**What is needed:**
Using the filterSpectriPy() documentation, answer each question on its own line:
(a) What type of object does filterSpectriPy() filter or process?
(b) Which Python module provides the functions it uses?
(c) In what unit is `mz_tolerance` given?

**Passage to read:**
#' @title Filter Spectra using Python's matchms library
#'
#' @name filterSpectriPy
#'
#' @description
#'
#' The `filterSpectriPy()` function allows to filter/process a `Spectra` object
#' using the `select_by_intensity()`, `select_by_mz()`,
#' `remove_peaks_around_precursor_mz()`, and `normalize_intensities()`
#' functions of the Python
#' [matchms.filtering](https://matchms.readthedocs.io/en/latest/api/matchms.filtering.html)
#' module.
#'
#' Selection and configuration of the algorithm can be performed with one of
#' the parameter objects (equivalent to *matchms*' function names):
#'
#' - `select_by_intensity()`: Keeps only the peaks within defined intensity
#' range (keep if `intensity_from` >= intensity >= `intensity_to`). See also
#' the respective [documentation in *matchms*](https://matchms.readthedocs.io/en/latest/api/matchms.filtering.peak_processing.select_by_intensity.html).
#'
#' - `select_by_mz()`: Keeps only the peaks between `mz_from` and `mz_to`
#' (keep if `mz_from` >= m/z >= `mz_to`). See also the respective
#' [documentation in *matchms*](https://matchms.readthedocs.io/en/latest/api/matchms.filtering.peak_processing.select_by_mz.html).
#'
#' - `remove_peaks_around_precursor_mz()`: Removes the peaks that are within
#' `mz_tolerance` (in Da) of the precursor mz, excluding the precursor peak.

**Dataset extract:**
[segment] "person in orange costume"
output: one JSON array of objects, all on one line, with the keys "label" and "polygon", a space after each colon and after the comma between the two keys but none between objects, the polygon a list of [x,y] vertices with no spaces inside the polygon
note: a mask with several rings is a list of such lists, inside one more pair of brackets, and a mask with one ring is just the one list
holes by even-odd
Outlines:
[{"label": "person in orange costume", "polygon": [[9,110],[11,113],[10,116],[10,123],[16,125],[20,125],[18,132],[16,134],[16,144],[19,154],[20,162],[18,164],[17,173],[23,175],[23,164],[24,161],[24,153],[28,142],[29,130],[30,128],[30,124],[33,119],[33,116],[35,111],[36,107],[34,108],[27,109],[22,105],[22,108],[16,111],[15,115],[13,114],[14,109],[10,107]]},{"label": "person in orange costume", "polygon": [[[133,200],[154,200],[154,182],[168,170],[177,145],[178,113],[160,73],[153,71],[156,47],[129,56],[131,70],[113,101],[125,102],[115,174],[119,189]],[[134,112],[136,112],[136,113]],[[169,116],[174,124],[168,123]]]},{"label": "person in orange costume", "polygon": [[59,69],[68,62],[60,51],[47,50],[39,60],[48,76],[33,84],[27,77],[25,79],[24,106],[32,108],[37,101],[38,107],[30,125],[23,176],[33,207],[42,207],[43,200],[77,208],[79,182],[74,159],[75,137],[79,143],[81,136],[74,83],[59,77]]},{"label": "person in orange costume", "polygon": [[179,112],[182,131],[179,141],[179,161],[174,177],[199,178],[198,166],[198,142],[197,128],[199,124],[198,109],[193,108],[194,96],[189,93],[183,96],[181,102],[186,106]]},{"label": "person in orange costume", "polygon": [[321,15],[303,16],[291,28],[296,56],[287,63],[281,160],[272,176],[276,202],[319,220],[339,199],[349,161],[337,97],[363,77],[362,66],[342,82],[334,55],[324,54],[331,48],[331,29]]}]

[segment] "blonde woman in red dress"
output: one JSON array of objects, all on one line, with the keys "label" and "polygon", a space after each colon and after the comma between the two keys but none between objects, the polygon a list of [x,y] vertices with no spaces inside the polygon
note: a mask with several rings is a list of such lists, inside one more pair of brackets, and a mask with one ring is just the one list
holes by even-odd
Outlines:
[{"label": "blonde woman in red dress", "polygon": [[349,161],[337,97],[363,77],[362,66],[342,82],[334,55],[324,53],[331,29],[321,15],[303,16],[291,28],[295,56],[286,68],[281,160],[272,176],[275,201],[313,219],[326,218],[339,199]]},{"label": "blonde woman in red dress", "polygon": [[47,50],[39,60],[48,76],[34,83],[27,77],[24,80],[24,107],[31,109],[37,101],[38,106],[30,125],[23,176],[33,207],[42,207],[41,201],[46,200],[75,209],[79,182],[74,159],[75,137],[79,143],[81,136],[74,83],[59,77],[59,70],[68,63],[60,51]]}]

**Solution to the problem:**
(a) A `Spectra` object
(b) matchms.filtering
(c) Da